Saturday, October 25, 2008

Culture Jamming: More Confusing Than Ever!

So, I'm going to admit that I've been keeping track of all the places the "Chan We Need" pictures have shown up on the internet. Every time I think the 15 minutes are over another site links to them. Thanks for bringing a smile to my face, guys. Everyone at Nonsense Humor Magazine is tickled pink by all of this.

Well, except for Pilot...she's still apathetic.

Anyway, one of the terms that many bloggers are using to describe our little stunt is "Culture Jamming".

I'm gonna admit...I don't think I had even heard of that term prior to this. To quote wikipedia, culture jamming is: individualistic turning away from all forms of herd mentality – including that of movements – and by that definition, culture jamming is generally not treated as a movement. Culture jamming is not defined by any specific political position or message, nor even by any specific cultural position or message. The common thread is mainly an urge to poke fun at the homogeneous nature of popular culture, often by means of guerrilla communication (communication unsanctioned or opposed by government or other powers-that-be).

Huh? Ok, how about this:

Culture jamming sometimes entails transforming mass media to produce ironic or satirical commentary about itself, using the original medium's communication method...To have a good laugh (and to encourage others to do likewise) at the expense of prevailing social currents - many purveyors of which, in the opinion of many culture jammers, take themselves too seriously. Even culture jammers themselves are not immune to being the subjects of culture jamming, if they appear to be on their way to becoming as institutionalized and humorless as the original objects of culture jammers' attention...To reawaken a sense of wonder and fascination about one's surrounding environment, inspired by the frequent intentional ambiguity of a specific culture jamming technique, which stimulates personal interpretation and independent thinking...To demonstrate contrasts between iconic images, practices or attitudes and the realities or perceived negative side of the item object of the jamming (often the target is a trapping of monolithic power structures such as corporations, government or religions). This is often done symbolically, with the "detournement" of pop iconography...To provoke an interest in civic engagement and social connectedness.

• **Information supplied**:
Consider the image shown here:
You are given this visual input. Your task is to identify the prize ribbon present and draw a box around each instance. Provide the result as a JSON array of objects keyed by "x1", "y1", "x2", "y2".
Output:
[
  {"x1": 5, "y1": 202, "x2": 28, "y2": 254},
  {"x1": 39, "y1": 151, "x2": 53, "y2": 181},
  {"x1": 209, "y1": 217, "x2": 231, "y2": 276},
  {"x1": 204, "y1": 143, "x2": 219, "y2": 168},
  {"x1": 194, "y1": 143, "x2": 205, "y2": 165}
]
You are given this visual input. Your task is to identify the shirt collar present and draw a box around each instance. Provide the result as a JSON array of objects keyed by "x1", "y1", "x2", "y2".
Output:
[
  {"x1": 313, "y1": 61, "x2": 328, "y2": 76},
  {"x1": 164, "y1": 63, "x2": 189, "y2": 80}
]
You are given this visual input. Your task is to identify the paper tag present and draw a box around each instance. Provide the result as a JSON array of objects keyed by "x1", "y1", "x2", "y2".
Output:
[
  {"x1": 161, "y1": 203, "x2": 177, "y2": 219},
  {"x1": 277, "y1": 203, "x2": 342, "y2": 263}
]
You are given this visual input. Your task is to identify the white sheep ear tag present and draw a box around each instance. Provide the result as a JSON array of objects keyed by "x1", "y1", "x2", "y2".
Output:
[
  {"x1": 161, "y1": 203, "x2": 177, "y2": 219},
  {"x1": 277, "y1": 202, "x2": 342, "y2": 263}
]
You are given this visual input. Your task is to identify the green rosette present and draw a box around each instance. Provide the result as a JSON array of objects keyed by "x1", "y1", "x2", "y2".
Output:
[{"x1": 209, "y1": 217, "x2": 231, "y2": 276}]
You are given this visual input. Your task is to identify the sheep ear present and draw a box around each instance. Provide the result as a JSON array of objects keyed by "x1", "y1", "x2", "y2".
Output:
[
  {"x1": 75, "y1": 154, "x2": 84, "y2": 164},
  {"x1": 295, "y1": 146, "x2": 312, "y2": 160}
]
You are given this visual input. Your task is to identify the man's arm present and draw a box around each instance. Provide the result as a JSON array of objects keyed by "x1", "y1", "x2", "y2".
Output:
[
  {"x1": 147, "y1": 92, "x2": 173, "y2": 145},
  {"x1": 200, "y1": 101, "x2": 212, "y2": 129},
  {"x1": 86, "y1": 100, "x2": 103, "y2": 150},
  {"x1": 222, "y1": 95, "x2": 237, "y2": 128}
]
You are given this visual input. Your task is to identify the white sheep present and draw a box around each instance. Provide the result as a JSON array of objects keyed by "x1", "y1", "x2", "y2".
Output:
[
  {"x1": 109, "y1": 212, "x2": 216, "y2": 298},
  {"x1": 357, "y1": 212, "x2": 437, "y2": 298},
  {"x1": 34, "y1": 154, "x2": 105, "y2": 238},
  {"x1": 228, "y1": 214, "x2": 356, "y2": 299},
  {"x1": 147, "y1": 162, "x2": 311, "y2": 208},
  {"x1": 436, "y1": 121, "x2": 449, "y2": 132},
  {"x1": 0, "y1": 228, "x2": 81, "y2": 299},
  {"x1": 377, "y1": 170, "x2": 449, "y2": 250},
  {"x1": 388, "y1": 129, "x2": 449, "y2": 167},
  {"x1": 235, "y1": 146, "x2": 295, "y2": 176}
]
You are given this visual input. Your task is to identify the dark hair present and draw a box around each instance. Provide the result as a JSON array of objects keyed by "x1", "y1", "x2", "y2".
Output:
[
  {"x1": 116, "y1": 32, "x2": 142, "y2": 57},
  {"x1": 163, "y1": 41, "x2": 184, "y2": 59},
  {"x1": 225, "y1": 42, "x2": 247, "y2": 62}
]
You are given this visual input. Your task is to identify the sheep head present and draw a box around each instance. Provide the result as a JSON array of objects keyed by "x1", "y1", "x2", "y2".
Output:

• **What needs to be done**: In the blog post on culture jamming, turn the paragraph beginning "I'm gonna admit...I don't think" into a short bulleted list that keeps its main facts.

• **Exercise output**:
- The writer doesn't think they had heard the term "culture jamming" before this.
- Quoting Wikipedia, culture jamming is an individual turning away from all herd mentality, including that of movements, so it is generally not treated as a movement.
- It isn't defined by any particular political or cultural position or message.
- What ties it together is mainly an urge to poke fun at how uniform popular culture is. It often does this through guerrilla communication, meaning communication that government or other powers-that-be haven't approved or that they oppose.